## Start GIVEN DATA
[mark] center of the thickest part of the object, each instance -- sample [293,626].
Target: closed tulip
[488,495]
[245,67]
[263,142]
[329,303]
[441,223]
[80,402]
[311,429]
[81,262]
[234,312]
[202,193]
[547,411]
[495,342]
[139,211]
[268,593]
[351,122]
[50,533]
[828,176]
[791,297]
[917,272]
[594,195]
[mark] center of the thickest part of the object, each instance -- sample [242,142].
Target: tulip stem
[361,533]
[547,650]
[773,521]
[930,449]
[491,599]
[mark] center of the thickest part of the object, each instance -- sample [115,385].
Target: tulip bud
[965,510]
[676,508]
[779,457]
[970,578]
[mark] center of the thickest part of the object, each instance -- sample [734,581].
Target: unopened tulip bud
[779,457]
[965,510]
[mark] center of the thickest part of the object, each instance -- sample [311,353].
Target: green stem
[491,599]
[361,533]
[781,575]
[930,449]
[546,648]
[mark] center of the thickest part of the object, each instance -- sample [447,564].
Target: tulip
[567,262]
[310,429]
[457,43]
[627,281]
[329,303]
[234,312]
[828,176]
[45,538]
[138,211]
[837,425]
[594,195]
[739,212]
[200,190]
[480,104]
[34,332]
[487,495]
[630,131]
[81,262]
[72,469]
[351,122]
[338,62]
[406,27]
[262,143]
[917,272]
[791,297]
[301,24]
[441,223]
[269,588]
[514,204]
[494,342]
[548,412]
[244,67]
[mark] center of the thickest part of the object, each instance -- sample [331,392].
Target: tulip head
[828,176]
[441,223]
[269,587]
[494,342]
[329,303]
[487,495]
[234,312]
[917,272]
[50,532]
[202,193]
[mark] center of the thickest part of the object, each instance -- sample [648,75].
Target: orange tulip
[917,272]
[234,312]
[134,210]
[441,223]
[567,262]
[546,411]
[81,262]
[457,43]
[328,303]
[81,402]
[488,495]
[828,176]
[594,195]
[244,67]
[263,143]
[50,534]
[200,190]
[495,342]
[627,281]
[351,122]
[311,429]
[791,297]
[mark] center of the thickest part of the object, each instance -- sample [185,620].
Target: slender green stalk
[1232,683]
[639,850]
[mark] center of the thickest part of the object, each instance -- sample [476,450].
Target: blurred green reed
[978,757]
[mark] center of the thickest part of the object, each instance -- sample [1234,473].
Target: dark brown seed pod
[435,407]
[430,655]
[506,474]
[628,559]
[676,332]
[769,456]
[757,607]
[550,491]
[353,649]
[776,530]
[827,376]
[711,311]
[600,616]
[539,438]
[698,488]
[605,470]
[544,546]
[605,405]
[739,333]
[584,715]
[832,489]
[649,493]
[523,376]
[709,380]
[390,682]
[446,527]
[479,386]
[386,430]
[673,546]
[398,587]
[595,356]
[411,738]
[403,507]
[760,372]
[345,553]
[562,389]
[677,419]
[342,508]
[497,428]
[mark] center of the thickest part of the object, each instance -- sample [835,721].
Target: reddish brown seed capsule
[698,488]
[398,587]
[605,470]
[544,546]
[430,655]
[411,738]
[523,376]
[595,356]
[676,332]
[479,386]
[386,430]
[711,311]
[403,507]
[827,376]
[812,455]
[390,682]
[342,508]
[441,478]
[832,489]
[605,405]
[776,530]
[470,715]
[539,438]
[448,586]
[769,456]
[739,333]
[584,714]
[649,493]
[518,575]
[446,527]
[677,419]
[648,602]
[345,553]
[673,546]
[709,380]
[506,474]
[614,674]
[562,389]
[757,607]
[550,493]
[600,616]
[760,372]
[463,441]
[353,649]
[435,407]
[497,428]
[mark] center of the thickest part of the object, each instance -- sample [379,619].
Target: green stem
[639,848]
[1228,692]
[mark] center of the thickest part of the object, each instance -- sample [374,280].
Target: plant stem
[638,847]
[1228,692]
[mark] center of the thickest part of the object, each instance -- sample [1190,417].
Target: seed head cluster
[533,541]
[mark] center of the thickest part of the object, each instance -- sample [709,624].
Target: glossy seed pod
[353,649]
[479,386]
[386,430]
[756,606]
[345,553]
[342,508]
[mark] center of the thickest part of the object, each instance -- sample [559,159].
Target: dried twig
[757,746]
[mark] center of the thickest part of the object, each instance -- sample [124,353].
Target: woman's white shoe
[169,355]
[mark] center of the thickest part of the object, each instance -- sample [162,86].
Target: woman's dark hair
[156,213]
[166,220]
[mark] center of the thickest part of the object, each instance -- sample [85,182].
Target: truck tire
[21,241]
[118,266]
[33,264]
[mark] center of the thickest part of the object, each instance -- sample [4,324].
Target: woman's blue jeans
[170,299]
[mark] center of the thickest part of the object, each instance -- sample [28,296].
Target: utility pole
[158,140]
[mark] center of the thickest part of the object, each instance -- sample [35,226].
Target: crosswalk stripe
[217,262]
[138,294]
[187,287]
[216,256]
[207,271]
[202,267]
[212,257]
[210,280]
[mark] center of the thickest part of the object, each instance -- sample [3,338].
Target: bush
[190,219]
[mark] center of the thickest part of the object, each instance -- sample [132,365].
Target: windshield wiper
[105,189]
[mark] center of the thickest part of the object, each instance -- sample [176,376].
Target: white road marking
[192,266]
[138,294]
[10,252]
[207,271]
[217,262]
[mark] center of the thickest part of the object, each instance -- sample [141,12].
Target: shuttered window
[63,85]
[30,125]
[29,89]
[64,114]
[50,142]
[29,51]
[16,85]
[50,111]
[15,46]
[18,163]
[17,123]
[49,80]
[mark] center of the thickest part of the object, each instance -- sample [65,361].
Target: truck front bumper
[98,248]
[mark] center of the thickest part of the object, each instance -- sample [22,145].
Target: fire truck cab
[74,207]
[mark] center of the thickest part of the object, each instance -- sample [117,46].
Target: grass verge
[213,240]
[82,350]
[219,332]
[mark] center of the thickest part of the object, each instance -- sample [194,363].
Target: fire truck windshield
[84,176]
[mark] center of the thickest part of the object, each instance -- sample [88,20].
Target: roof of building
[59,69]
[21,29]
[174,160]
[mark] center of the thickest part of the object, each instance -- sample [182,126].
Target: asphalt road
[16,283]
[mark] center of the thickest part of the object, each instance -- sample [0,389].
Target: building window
## End GIVEN DATA
§ AIM OF THE EXERCISE:
Return the material exactly as it stands.

§ RESULT BELOW:
[mark] center of the thickest part of the object, each instance -- sample [293,626].
Target: closed tulip
[488,495]
[245,67]
[263,142]
[329,303]
[441,223]
[80,402]
[311,429]
[81,262]
[234,312]
[202,193]
[547,411]
[495,342]
[139,211]
[268,593]
[351,122]
[50,533]
[828,176]
[791,297]
[917,272]
[594,195]
[mark] center of the thickest part of the object, each instance -- sample [242,142].
Target: tulip stem
[361,533]
[547,650]
[773,521]
[930,449]
[491,599]
[mark] center of the thickest part of the object, each instance -- sample [115,385].
Target: tulip bud
[965,510]
[676,508]
[779,457]
[970,578]
[mark] center of the thickest part of the object, each instance -- sample [734,581].
Target: unopened tulip bud
[779,457]
[965,510]
[mark] center of the thickest part of the object, each instance -- sample [311,353].
Target: green stem
[491,599]
[361,533]
[781,575]
[930,449]
[546,648]
[mark] center of the thickest part of the object, each instance -- sample [447,564].
Target: tulip
[567,262]
[310,429]
[457,43]
[627,281]
[329,303]
[234,312]
[828,176]
[45,538]
[138,211]
[837,425]
[594,195]
[739,212]
[200,190]
[480,104]
[34,332]
[487,495]
[630,131]
[81,262]
[72,469]
[351,122]
[338,62]
[406,27]
[262,143]
[917,272]
[791,297]
[301,24]
[441,223]
[269,588]
[514,204]
[494,342]
[548,412]
[244,67]
[mark] center of the thickest part of the object, each instance -- sample [331,392].
Target: tulip head
[828,176]
[441,223]
[269,587]
[494,342]
[329,303]
[487,495]
[234,312]
[917,272]
[50,532]
[202,193]
[mark] center of the thickest part of the object, each instance -- sample [648,75].
Target: orange tulip
[917,272]
[234,312]
[134,210]
[441,223]
[567,262]
[546,411]
[81,262]
[457,43]
[328,303]
[81,402]
[488,495]
[828,176]
[594,195]
[244,67]
[263,143]
[50,534]
[200,190]
[495,342]
[627,281]
[351,122]
[311,429]
[791,297]
[mark] center of the thickest part of the object, each instance -- sample [185,620].
Target: slender green stalk
[1232,683]
[639,850]
[mark] center of the thickest part of the object, each instance -- sample [476,450].
Target: blurred green reed
[978,757]
[mark] center of the thickest part of the object, each instance -- sample [1234,473].
Target: dark brown seed pod
[435,407]
[430,655]
[506,474]
[628,559]
[676,332]
[769,456]
[757,607]
[550,491]
[353,649]
[776,530]
[827,376]
[711,311]
[600,616]
[539,438]
[698,488]
[605,470]
[544,546]
[605,405]
[739,333]
[584,715]
[832,489]
[649,493]
[523,376]
[709,380]
[390,682]
[446,527]
[479,386]
[386,430]
[673,546]
[398,587]
[595,356]
[411,738]
[403,507]
[760,372]
[345,553]
[562,389]
[677,419]
[342,508]
[497,428]
[mark] center of the thickest part of the object, each instance -- sample [835,721].
Target: reddish brown seed capsule
[698,488]
[398,587]
[605,470]
[544,546]
[430,655]
[411,738]
[523,376]
[595,356]
[676,332]
[479,386]
[386,430]
[711,311]
[403,507]
[827,376]
[812,455]
[390,682]
[342,508]
[441,478]
[832,489]
[605,405]
[776,530]
[470,715]
[539,438]
[448,586]
[769,456]
[739,333]
[584,714]
[649,493]
[518,575]
[446,527]
[677,419]
[648,602]
[345,553]
[673,546]
[709,380]
[506,474]
[614,674]
[562,389]
[757,607]
[550,493]
[600,616]
[760,372]
[463,441]
[353,649]
[435,407]
[497,428]
[mark] center of the thickest part of the object, each instance -- sample [379,619].
Target: green stem
[639,848]
[1228,692]
[mark] center of the thickest part of the object, each instance -- sample [374,280].
Target: plant stem
[638,847]
[1228,692]
[mark] center of the thickest part of the object, each instance -- sample [1190,417].
Target: seed head cluster
[533,541]
[mark] center of the thickest part of the object, each instance -- sample [709,624].
Target: glossy seed pod
[353,649]
[479,386]
[386,430]
[756,606]
[345,553]
[342,508]
[mark] center of the thickest part of the object, each instance -- sample [559,159].
Target: dried twig
[757,746]
[mark] center of the thickest part of the object, each instance -- sample [124,353].
Target: woman's white shoe
[169,355]
[mark] center of the thickest part of the object, each instance -- sample [162,86].
Target: woman's dark hair
[156,213]
[166,220]
[mark] center of the thickest part of the object, each instance -- sample [85,182].
Target: truck tire
[21,241]
[118,266]
[33,264]
[mark] center of the thickest part of the object, each instance -- sample [4,324].
Target: woman's blue jeans
[170,299]
[mark] center of the thickest part of the object, each instance -- sample [28,296].
Target: utility pole
[158,140]
[mark] center of the thickest part of the object, each instance -- sample [35,226].
Target: crosswalk stripe
[217,262]
[138,294]
[187,287]
[216,256]
[207,271]
[202,267]
[212,257]
[210,280]
[mark] center of the thickest part of the object, each instance -- sample [3,338].
Target: bush
[190,219]
[mark] center of the thickest part of the object, each instance -- sample [132,365].
Target: windshield wiper
[105,189]
[mark] center of the thickest part of the object, each instance -- sample [176,376].
Target: white road marking
[192,266]
[138,294]
[10,252]
[207,271]
[217,262]
[mark] center of the thickest part of the object, each instance -- sample [141,12].
Target: shuttered window
[63,85]
[30,125]
[29,89]
[64,114]
[50,142]
[29,51]
[16,85]
[50,111]
[15,46]
[18,163]
[17,123]
[49,80]
[mark] center of the thickest part of the object, each instance -- sample [65,361].
Target: truck front bumper
[98,248]
[mark] center of the thickest part of the object, each instance -- sample [22,145].
Target: fire truck cab
[74,207]
[mark] center of the thickest part of the object, each instance -- sample [117,46].
Target: grass verge
[213,240]
[82,350]
[219,332]
[mark] center of the thickest part of the object, each instance -- sample [194,363].
Target: fire truck windshield
[84,176]
[mark] center of the thickest part of the object, each instance -- sample [88,20].
Target: roof of building
[59,69]
[21,29]
[174,160]
[mark] center of the thickest part of the object, each instance -- sample [182,126].
Target: asphalt road
[16,283]
[mark] center of the thickest part of the object, each instance -- sample [0,389].
Target: building window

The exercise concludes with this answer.